═════ SUPPLIED PASSAGE ═════

D versus Objective C Comparison
Michel Fortin
michel.fortin at michelf.com
Sat Jan 31 13:50:09 PST 2009
On 2009-01-31 15:39:17 -0500, Chris R Miller
<lordsauronthegreat at gmail.com> said:
> Anyways, I decided to write up a comparison of the two languages from a
> less technical, more deployment oriented standpoint. IOW, examining
> how well they perform for the last mile of development: deploying
> software.
You talk about IDEs in there, and praise Xcode. Do you know about D for Xcode?
<http://michelf.com/projects/d-for-xcode/>
And since have you taken a look at my D/Objective-C bridge?
<http://michelf.com/projects/d-objc/>
Unfortunately, these two projects aren't getting much attention these
days, mostly because I can't do much with the current state of the one
D compiler that runs on my PowerPC iBook.
One area I think Objective-C to be very great and that you haven't
touched is for creating stable APIs. In Objective-C, contrary to D and
C++, you don't have to recompile every dependency when reordering,
adding and removing member functions in a class. In 64-bit Objective-C
2.0, you can even add variables to a class without care about
recompiling derived classes. Compare that to D, where exposing a class
as a public API will either force you to not change much that class, or
force your users to recompile every time you make such a change.

═════ STORED ROWS ═════

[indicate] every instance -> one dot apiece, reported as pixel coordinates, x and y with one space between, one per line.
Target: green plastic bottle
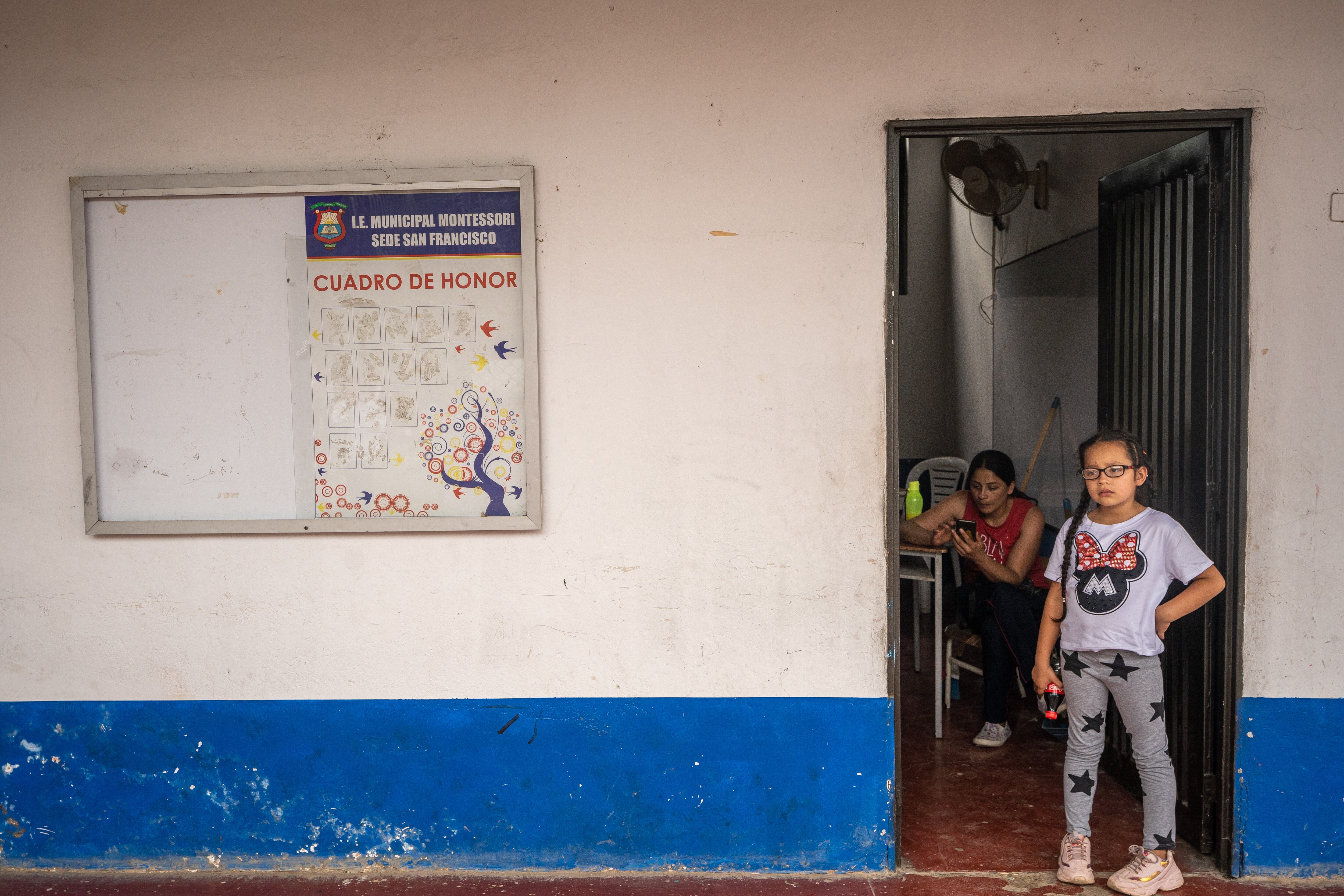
914 500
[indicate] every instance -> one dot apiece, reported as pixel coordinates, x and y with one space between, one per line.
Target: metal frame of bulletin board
405 406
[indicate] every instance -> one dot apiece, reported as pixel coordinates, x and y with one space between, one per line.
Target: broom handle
1050 418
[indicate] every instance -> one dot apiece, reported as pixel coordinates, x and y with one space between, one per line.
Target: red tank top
998 541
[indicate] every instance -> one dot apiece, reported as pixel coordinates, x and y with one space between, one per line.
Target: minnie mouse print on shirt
1120 576
1104 574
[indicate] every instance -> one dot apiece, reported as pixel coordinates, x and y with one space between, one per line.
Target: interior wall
1076 163
972 241
1046 348
928 371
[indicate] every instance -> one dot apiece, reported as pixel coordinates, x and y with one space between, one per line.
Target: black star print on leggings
1119 668
1082 784
1074 664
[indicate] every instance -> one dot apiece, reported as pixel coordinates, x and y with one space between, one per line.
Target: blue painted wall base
1289 788
732 784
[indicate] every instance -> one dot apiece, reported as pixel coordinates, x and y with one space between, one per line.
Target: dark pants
1007 619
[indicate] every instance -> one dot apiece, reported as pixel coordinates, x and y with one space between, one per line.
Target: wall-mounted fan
991 179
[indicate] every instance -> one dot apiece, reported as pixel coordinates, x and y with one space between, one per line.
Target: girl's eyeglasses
1112 472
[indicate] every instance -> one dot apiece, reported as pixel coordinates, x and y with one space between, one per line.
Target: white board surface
190 359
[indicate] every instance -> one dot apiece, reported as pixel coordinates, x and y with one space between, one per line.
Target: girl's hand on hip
1042 676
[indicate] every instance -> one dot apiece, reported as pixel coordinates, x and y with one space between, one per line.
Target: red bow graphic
1123 554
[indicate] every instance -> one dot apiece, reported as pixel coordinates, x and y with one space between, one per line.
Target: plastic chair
956 636
947 476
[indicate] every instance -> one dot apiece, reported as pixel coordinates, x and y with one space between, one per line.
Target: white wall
713 408
928 374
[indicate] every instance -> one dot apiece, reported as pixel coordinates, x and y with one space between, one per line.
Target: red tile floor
978 823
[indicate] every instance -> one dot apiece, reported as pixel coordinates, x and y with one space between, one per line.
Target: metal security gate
1168 373
1203 651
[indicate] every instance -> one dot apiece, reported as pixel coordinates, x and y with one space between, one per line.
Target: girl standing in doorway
1005 590
1109 574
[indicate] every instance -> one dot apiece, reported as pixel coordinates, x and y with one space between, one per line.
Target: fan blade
1000 163
959 155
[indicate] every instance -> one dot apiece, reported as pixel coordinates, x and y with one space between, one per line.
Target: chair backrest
947 475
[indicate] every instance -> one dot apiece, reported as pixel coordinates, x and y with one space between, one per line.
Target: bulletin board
308 351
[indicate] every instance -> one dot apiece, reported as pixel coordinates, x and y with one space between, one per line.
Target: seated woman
1005 576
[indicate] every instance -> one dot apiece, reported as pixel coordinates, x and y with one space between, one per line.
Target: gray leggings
1136 683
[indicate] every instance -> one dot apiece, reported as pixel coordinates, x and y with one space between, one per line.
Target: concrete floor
978 823
423 884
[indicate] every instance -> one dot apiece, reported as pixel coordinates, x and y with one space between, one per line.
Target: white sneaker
992 735
1041 707
1076 860
1147 874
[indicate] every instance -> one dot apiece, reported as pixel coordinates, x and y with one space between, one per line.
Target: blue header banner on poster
414 225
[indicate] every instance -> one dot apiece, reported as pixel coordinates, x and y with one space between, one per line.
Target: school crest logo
330 226
1104 577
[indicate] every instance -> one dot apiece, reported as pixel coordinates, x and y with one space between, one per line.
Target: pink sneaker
1147 874
1076 860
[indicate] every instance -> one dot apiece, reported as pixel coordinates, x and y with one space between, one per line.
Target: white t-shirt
1120 576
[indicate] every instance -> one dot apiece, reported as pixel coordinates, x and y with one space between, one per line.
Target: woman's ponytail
1066 569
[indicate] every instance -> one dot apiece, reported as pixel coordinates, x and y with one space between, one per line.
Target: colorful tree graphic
474 444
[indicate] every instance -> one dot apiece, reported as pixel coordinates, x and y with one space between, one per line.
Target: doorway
1162 350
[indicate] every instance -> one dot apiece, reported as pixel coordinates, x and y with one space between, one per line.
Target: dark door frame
1237 126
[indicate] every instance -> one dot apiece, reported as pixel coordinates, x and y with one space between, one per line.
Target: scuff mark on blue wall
702 784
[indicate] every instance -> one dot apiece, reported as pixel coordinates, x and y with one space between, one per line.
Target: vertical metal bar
937 644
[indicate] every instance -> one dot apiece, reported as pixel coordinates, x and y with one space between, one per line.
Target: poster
417 367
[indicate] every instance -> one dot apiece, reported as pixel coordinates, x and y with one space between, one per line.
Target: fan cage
1010 194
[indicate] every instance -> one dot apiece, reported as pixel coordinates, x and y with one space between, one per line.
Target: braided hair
1147 495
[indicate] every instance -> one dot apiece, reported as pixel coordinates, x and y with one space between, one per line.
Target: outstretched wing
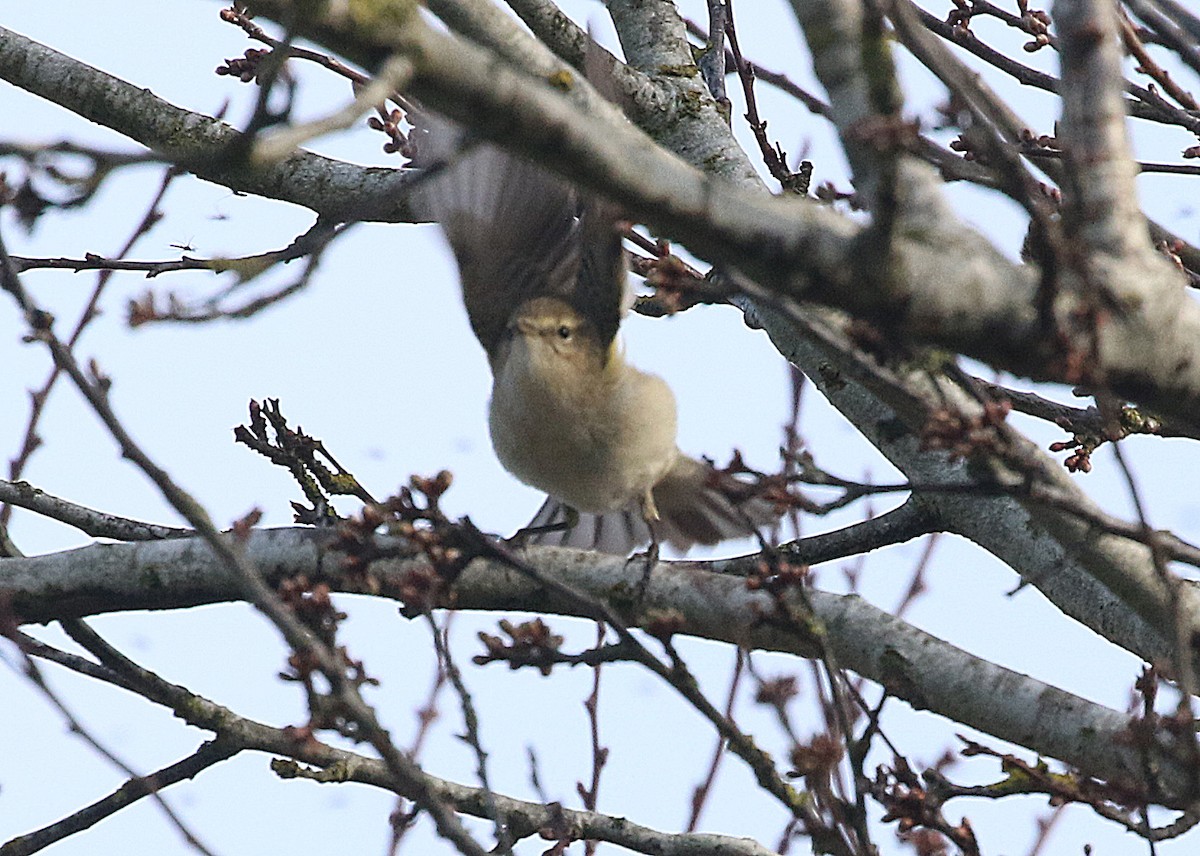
517 232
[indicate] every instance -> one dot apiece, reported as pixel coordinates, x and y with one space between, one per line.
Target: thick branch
333 189
928 672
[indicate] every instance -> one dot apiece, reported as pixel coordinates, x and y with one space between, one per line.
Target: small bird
545 282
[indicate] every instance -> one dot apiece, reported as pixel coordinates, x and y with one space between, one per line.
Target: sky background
376 358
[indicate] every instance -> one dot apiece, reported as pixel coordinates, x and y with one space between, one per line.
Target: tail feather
616 532
696 504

═════

• **AIM**
Resume the post comparing D and Objective-C, starting right after its last sentence. The items have no connection to the post about D and Objective-C.

• **ANSWER FOR THIS EXERCISE**
> Also, I do honor the right of reply. If there's something I have
> written that is now incorrect or inaccurate I will of course change my
> page to reflect that. Heck, all the comparisons in the world are
> worthless if they aren't accurate!
Well there's one error:
"If you ignore Cocoa, then there is the GNUStep [gnustep.org] project,
which is an Open-Source implementation of the old Carbon standard from
NeXT Step."
No. Carbon was created to ease port of classic Mac OS applications to
Mac OS X. It's a revamped version of the Mac OS Toolbox, which got some
additions as Mac OS X evolved. It has nothing to do with NeXT.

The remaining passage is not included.